*SUPPLIED TEXT*:

Every year a delegation led by the Veatch Board of Governors (VBOG) visits with local Veatch grantees and learns more about their work — this year, our delegation was thrilled to meet with grantees in the Washington D.C.-Virginia area from the 21st to the 24th of May.
These in-person visits are important and inspiring—and provide a rare and valuable opportunity to learn first-hand about how grantees build power with some of our country’s most marginalized communities. This relational approach to philanthropy is part of what makes UUCSR’s Veatch Program unique.
Due to Covid-19 precautions, this was the first in-person Veatch site visit since 2019. We were able to bring a wonderful delegation to learn about the impact of our grantees. We were joined by:
- Corinne Hayden, Barbara Grosmark, Rich Schwartz and Rebecca Smith (Veatch Board of Governors)
- Chris Hilke and Jane Weiler (UUCSR Board of Trustees)
- Rev. Dr. Natalie Fenimore (Ministerial Leadership)
- Joan Minieri, Eileen Jamison, and Domenico Romero (Veatch Program staff)

*ACTIONS TO TAKE*:
- 1) In the site visit text, change "Board of Governors" to "Governing Board" and give the passage from "Due to Covid-19" up to and including "(Veatch Program staff)".
- 2) Rewrite the site visit text's paragraph beginning "These in-person visits are important" more briefly, keeping its main facts.

*ENTRIES PROVIDED*:
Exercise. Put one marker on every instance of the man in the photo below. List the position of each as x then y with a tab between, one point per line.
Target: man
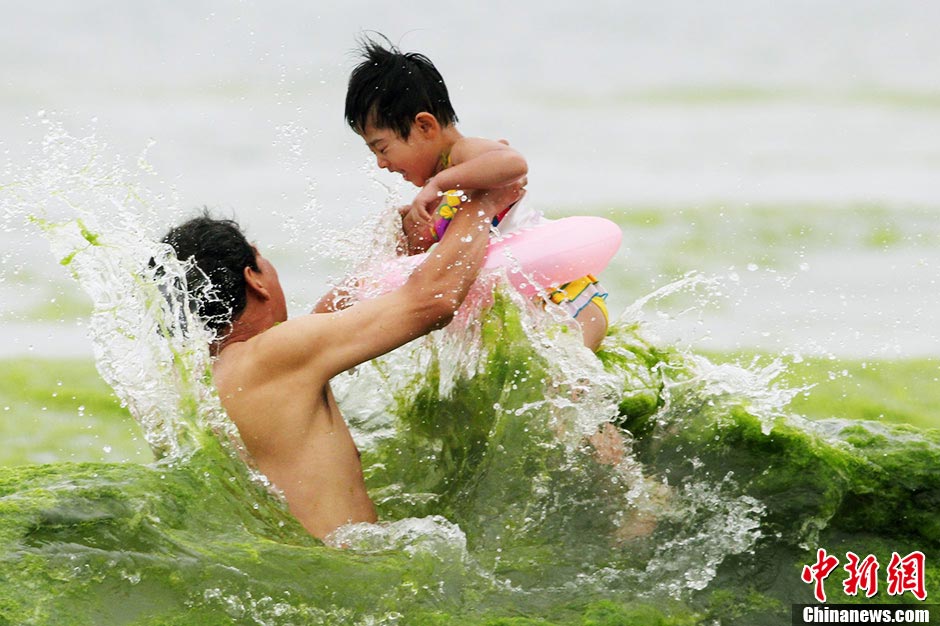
273	374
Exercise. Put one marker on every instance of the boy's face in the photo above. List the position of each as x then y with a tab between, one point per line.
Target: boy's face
415	158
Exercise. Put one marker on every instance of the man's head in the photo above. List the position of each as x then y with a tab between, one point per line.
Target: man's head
398	103
220	253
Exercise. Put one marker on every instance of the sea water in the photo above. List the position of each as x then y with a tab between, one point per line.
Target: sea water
519	477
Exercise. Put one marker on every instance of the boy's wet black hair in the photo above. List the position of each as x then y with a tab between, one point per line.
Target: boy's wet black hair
390	87
220	253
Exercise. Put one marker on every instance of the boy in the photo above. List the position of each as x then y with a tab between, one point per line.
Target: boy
398	103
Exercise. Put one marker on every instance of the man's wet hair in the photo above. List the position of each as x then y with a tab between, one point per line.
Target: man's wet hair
390	87
215	279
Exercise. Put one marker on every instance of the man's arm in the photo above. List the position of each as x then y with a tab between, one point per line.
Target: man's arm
481	164
331	343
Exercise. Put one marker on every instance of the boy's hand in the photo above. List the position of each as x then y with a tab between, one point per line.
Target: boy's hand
417	226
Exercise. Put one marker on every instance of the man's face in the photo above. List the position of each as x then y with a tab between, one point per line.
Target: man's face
414	158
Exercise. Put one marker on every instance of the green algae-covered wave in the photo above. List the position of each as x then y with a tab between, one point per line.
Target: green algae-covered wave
500	504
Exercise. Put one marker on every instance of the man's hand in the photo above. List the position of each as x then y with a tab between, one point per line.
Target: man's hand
427	201
493	201
417	227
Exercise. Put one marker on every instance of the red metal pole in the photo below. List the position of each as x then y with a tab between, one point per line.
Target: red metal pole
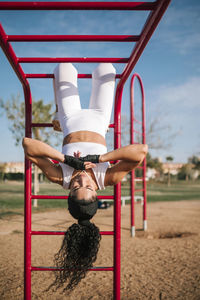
144	162
82	76
132	172
27	202
73	38
72	59
117	199
10	54
147	31
76	5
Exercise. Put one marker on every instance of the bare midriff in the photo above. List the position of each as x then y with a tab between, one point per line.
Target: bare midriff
84	136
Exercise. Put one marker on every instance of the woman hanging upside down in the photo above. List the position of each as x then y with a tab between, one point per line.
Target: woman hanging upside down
83	164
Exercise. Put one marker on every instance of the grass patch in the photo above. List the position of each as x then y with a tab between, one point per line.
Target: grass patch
12	195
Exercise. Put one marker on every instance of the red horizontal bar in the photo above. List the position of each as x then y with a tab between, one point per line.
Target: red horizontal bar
58	269
63	232
52	76
139	122
51	125
138	132
72	59
73	38
64	197
41	125
77	5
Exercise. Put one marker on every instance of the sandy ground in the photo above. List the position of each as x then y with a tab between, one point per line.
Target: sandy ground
163	263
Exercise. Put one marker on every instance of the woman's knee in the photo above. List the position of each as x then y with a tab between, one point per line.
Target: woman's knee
104	69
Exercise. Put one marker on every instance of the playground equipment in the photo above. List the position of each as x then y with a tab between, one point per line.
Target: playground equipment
143	166
157	10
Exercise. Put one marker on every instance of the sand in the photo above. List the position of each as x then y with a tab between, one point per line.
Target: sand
162	263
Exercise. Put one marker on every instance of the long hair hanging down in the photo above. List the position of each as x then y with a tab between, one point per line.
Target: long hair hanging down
76	255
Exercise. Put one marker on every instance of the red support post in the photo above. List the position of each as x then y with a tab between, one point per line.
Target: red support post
132	141
158	8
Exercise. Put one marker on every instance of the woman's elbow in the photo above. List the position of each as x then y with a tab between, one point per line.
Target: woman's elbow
145	149
25	145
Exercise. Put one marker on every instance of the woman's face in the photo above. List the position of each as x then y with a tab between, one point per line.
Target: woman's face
83	187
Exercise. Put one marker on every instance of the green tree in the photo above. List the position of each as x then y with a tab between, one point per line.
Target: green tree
169	159
154	163
185	171
195	160
41	113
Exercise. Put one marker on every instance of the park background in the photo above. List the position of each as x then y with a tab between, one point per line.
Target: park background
164	262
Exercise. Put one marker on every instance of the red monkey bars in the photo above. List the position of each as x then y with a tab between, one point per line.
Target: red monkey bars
157	9
132	141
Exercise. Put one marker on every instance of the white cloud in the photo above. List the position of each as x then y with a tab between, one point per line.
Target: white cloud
181	27
185	95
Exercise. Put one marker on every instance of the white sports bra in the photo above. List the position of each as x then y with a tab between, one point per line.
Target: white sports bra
85	149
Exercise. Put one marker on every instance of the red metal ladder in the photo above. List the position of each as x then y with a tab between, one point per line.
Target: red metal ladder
157	10
141	133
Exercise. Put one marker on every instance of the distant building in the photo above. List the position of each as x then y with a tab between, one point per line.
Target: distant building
171	167
14	167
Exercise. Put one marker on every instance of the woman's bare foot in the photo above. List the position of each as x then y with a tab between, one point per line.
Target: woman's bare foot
56	123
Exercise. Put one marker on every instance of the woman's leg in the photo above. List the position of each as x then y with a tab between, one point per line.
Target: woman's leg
103	86
66	91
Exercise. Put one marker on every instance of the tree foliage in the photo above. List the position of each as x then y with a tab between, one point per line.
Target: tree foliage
153	163
15	112
195	160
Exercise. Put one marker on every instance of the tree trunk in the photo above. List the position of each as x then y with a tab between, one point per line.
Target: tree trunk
168	179
36	185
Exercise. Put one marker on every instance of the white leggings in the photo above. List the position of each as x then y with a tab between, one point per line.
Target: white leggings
97	117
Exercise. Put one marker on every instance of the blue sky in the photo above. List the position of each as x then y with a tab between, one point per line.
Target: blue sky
169	67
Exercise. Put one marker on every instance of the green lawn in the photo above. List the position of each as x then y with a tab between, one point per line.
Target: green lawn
12	198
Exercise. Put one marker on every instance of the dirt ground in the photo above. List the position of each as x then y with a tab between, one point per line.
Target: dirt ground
162	263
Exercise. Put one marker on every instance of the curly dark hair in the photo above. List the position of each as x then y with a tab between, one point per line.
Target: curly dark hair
78	251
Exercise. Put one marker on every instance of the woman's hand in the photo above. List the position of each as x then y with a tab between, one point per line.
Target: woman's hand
77	154
89	165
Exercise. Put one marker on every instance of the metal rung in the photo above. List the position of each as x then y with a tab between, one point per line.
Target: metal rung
63	232
36	5
58	269
65	197
51	125
72	59
73	38
138	132
81	76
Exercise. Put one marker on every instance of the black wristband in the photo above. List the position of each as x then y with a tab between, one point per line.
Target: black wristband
74	162
91	157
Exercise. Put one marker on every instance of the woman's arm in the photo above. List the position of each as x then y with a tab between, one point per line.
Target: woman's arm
41	154
130	157
35	148
130	153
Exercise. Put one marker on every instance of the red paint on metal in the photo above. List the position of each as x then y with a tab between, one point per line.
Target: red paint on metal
81	76
132	131
64	197
77	5
72	59
63	232
57	269
73	38
158	8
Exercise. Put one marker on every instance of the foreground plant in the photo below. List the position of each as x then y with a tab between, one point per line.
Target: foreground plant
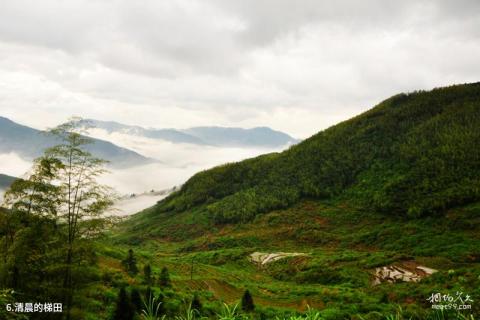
152	309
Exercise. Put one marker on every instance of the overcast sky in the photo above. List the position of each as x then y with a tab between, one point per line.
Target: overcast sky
294	65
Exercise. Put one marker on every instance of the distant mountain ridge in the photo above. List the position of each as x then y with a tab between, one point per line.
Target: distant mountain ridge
411	155
213	136
30	143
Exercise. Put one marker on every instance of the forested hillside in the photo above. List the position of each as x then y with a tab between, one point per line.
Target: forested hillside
413	154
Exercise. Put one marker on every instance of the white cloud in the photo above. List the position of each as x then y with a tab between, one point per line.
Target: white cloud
294	66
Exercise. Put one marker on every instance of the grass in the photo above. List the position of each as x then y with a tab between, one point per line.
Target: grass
343	244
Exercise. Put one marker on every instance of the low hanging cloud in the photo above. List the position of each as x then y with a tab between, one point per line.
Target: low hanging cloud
179	63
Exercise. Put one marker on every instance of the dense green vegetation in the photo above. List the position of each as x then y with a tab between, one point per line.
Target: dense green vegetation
414	154
396	185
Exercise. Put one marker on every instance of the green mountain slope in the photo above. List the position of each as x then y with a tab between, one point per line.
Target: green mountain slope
413	154
395	187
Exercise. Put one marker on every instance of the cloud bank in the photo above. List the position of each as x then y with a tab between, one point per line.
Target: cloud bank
295	66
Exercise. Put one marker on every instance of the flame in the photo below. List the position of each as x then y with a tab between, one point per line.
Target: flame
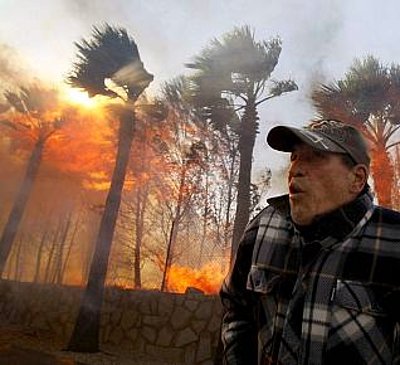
208	278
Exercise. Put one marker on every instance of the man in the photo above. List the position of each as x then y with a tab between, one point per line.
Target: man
317	274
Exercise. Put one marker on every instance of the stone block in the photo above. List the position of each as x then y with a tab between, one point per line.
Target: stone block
166	305
132	334
185	337
191	304
181	318
214	324
116	317
168	355
148	306
190	354
204	311
116	336
155	321
164	337
204	349
198	325
149	334
129	319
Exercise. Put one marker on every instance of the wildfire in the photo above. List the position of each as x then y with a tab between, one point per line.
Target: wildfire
208	278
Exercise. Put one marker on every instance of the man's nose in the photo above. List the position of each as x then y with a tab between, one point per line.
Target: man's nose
296	169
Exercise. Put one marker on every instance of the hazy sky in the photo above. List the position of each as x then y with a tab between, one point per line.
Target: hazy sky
321	39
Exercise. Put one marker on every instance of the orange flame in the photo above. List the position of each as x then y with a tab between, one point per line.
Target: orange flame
208	278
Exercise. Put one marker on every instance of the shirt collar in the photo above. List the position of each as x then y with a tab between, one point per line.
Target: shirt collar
345	217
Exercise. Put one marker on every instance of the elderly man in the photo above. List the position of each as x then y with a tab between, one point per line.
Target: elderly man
316	277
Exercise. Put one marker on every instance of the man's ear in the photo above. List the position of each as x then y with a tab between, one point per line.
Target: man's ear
359	178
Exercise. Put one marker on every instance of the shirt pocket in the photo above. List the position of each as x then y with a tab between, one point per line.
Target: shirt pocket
263	281
358	296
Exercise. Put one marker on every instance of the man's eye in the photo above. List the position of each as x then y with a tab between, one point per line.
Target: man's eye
319	154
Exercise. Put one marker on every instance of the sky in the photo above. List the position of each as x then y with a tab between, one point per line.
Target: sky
320	40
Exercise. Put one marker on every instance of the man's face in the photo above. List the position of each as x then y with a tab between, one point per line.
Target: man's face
319	182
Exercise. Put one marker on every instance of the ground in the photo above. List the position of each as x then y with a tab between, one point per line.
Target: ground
19	346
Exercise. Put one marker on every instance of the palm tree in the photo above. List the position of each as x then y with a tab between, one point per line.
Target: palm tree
232	79
29	121
368	97
110	57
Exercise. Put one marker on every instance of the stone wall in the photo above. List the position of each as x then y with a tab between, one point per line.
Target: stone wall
178	328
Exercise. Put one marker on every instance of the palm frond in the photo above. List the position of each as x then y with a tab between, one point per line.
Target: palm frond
110	54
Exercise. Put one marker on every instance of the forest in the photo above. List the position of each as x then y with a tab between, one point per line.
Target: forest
108	185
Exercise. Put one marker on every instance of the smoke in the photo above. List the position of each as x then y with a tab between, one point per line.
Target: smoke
12	75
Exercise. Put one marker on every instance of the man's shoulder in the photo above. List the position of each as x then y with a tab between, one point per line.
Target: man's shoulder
385	226
276	211
386	217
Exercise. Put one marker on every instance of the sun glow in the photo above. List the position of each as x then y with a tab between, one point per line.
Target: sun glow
81	98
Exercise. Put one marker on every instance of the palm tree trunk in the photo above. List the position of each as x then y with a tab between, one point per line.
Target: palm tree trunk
18	208
246	146
85	336
383	175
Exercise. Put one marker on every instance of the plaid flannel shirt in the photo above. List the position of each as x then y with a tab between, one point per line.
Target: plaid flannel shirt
331	297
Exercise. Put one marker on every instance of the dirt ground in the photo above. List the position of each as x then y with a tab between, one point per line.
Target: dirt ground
19	346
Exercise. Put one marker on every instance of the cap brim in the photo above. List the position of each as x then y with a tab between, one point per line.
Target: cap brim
284	139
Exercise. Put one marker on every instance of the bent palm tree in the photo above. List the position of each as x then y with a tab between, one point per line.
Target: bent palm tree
110	55
230	82
368	98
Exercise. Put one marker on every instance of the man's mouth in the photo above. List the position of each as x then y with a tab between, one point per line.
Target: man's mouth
294	189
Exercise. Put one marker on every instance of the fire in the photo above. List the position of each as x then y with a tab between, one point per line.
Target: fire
208	278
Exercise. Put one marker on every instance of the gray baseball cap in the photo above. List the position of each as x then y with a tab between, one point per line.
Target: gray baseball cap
325	135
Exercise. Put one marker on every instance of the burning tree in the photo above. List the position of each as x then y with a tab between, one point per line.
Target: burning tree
34	120
108	65
231	81
368	97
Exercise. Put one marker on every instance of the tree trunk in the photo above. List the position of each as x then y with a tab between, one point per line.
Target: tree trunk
85	336
383	175
247	139
17	211
141	198
39	256
174	230
69	250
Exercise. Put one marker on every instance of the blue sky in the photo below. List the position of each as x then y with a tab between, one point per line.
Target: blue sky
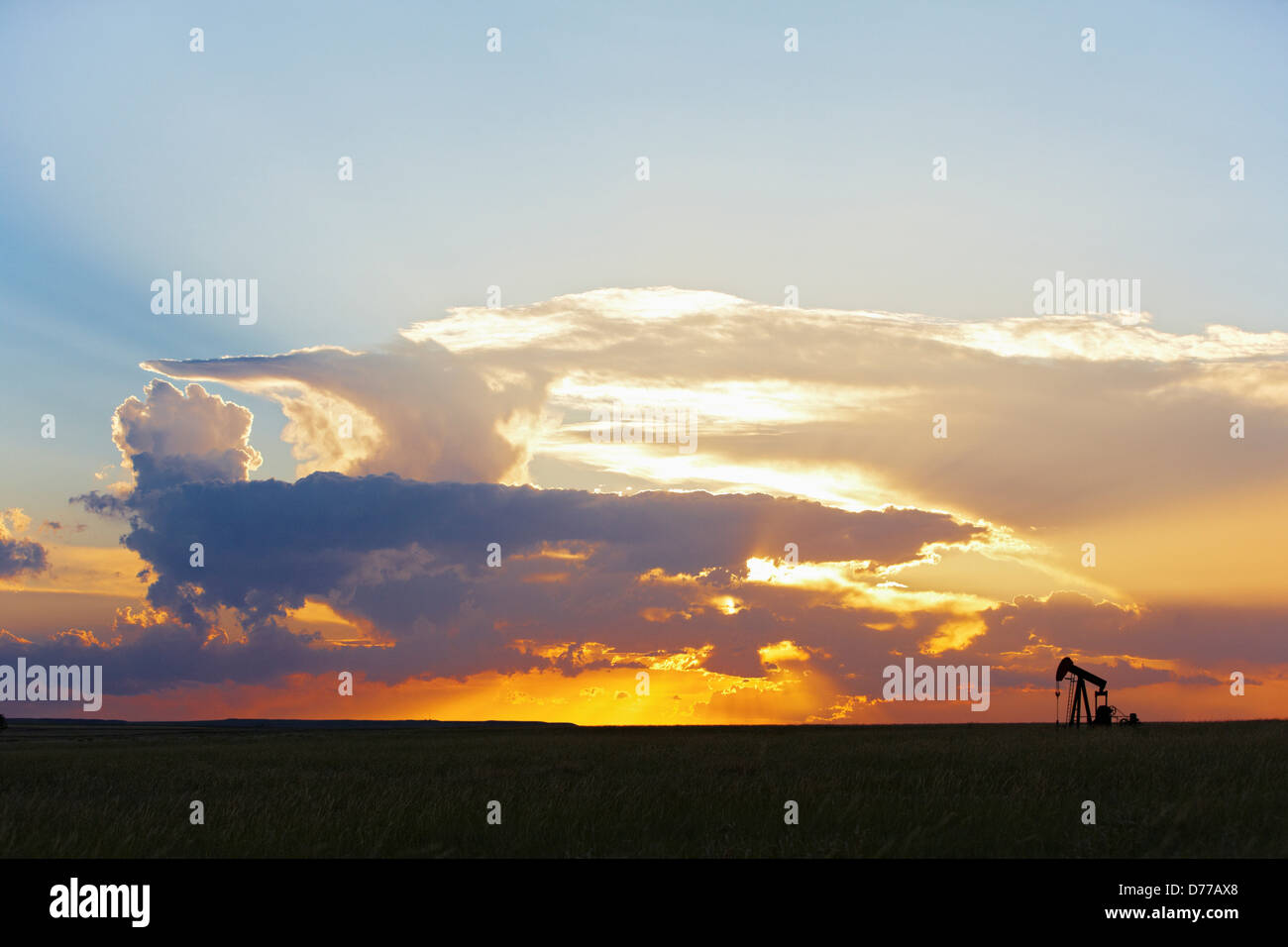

*ANSWER SET*:
- 1)
Due to Covid-19 precautions, this was the first in-person Veatch site visit since 2019. We were able to bring a wonderful delegation to learn about the impact of our grantees. We were joined by:
- Corinne Hayden, Barbara Grosmark, Rich Schwartz and Rebecca Smith (Veatch Governing Board)
- Chris Hilke and Jane Weiler (UUCSR Board of Trustees)
- Rev. Dr. Natalie Fenimore (Ministerial Leadership)
- Joan Minieri, Eileen Jamison, and Domenico Romero (Veatch Program staff)

- 2) These in-person visits are important and inspiring. They offer a rare, valuable first-hand look at how grantees build power with some of our country's most marginalized communities. This relational approach to philanthropy helps make UUCSR's Veatch Program unique.